(Point-per-instance localization data)
Segment Open

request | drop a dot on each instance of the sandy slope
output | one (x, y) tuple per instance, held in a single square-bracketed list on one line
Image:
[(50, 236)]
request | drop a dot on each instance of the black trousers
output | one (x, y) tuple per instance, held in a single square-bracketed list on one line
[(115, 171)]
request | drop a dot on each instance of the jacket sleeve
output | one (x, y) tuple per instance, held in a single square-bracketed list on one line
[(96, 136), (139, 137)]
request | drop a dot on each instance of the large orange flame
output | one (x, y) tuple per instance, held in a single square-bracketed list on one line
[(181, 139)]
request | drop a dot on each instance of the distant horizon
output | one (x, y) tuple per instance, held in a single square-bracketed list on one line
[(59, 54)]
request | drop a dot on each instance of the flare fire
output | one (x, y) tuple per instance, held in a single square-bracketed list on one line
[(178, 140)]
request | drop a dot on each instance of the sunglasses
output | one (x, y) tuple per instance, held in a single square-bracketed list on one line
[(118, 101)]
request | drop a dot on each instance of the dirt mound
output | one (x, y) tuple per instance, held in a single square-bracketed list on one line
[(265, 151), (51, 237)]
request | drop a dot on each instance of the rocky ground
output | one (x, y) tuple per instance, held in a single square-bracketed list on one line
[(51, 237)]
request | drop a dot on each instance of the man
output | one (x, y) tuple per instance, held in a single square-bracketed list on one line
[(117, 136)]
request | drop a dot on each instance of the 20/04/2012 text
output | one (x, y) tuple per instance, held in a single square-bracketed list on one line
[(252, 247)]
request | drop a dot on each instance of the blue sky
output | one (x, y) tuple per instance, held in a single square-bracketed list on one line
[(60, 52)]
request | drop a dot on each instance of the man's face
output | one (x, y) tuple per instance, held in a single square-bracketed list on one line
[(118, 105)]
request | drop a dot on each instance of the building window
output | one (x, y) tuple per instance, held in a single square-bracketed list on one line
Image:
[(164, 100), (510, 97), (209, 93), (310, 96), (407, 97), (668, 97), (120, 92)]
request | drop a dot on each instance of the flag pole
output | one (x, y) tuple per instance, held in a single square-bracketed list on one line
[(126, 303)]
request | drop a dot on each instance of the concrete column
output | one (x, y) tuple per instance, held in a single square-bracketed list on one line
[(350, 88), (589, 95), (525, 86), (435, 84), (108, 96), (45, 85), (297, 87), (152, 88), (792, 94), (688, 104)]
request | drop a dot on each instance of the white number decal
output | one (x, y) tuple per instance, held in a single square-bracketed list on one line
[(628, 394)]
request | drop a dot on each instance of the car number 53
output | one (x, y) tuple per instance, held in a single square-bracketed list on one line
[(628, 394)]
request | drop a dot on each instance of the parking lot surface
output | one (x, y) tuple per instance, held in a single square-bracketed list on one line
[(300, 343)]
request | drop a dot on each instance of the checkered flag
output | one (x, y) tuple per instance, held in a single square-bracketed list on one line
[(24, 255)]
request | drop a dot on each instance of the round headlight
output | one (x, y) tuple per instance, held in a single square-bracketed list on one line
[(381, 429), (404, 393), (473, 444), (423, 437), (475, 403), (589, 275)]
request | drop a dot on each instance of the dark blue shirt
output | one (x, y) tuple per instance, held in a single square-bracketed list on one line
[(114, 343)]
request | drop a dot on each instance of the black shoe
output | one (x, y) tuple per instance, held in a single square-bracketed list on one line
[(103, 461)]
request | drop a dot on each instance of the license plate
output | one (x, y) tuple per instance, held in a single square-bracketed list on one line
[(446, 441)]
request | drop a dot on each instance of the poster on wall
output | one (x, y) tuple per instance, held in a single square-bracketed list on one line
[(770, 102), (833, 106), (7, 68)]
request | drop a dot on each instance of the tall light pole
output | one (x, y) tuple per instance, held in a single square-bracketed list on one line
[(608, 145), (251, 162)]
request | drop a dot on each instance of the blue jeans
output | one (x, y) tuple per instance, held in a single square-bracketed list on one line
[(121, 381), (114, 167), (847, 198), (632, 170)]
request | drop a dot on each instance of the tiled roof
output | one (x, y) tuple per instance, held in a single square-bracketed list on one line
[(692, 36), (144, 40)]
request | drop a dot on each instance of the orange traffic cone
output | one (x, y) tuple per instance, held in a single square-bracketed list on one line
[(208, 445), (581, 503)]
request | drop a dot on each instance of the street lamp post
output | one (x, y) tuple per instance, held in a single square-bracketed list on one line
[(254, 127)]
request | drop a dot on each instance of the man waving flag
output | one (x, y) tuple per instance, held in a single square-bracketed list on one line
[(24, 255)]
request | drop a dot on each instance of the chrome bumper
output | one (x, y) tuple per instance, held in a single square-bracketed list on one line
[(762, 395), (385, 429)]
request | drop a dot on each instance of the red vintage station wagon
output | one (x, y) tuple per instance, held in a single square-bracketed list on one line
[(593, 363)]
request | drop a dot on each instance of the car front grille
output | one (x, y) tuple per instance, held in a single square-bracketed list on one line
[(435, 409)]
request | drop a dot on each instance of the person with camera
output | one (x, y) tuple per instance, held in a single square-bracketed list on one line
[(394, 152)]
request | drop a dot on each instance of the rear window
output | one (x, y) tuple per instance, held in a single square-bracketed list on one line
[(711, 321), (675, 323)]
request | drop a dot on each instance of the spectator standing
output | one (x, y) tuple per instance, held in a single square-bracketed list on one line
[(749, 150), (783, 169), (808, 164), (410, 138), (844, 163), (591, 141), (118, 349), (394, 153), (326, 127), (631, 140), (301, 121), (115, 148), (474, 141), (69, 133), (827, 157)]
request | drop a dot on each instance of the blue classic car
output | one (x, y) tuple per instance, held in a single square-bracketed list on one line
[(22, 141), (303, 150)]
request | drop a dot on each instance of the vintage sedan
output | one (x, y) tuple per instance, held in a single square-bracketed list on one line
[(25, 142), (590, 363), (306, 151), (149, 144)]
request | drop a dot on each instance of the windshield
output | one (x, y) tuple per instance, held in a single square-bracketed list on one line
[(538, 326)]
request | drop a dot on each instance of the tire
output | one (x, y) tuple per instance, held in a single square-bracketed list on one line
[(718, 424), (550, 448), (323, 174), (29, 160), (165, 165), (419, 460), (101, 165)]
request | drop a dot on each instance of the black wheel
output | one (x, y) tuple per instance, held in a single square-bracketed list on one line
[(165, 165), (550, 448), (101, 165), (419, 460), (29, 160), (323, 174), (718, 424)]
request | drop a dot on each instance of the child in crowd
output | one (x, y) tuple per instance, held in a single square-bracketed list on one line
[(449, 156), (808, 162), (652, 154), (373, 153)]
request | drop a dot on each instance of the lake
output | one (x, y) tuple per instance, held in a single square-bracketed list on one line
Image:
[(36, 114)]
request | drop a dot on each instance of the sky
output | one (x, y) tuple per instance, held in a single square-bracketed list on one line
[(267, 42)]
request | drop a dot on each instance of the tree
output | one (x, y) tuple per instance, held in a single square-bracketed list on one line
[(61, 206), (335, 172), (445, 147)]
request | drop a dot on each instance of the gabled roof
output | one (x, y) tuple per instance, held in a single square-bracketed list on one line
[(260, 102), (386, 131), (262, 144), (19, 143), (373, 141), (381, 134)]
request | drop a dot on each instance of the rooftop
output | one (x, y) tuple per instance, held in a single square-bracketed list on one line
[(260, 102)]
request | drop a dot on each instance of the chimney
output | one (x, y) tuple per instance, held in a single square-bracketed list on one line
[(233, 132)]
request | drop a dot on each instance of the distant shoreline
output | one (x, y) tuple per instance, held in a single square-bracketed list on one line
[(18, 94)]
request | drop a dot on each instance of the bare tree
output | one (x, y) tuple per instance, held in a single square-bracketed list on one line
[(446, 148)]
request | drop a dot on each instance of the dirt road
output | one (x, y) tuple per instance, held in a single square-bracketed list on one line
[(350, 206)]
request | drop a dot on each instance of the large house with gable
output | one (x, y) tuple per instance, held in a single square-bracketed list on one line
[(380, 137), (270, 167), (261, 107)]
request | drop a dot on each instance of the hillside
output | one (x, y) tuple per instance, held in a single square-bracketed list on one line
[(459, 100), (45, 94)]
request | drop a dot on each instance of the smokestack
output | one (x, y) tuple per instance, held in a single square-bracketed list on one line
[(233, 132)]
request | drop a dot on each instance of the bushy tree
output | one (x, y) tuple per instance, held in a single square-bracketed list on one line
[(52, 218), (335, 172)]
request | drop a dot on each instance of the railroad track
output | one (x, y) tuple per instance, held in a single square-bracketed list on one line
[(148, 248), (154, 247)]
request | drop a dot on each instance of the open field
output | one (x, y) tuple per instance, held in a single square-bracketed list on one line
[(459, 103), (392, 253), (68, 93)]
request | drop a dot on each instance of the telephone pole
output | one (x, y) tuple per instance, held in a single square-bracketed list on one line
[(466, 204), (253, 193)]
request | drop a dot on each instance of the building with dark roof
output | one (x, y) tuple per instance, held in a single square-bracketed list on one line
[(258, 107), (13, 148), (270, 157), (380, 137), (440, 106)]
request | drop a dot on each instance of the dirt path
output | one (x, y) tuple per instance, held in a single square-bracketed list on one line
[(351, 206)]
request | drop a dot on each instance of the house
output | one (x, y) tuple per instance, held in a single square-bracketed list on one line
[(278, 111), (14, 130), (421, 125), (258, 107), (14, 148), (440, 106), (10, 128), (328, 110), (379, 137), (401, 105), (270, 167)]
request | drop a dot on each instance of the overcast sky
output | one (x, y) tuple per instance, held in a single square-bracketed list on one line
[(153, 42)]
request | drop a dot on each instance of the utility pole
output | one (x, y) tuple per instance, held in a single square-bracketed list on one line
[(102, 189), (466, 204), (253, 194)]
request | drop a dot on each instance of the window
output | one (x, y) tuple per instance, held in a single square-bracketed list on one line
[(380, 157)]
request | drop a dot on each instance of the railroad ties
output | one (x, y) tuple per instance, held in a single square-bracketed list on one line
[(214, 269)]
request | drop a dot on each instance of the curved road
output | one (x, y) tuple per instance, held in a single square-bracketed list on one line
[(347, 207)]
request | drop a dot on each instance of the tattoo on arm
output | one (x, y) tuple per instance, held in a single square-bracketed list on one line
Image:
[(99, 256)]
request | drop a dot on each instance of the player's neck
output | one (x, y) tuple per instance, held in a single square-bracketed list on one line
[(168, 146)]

Segment Closed

Task objective
Retype, exactly and in full, the lines above from the one containing "request | drop a dot on each instance of the flag" through the one containing "request | drop a dot on each instance of the concrete".

Written solution
request | drop a dot on each instance of the flag pole
output | one (x, y) tuple per instance, held in a single square-bracketed list on one line
[(126, 303)]
request | drop a dot on each instance of the concrete column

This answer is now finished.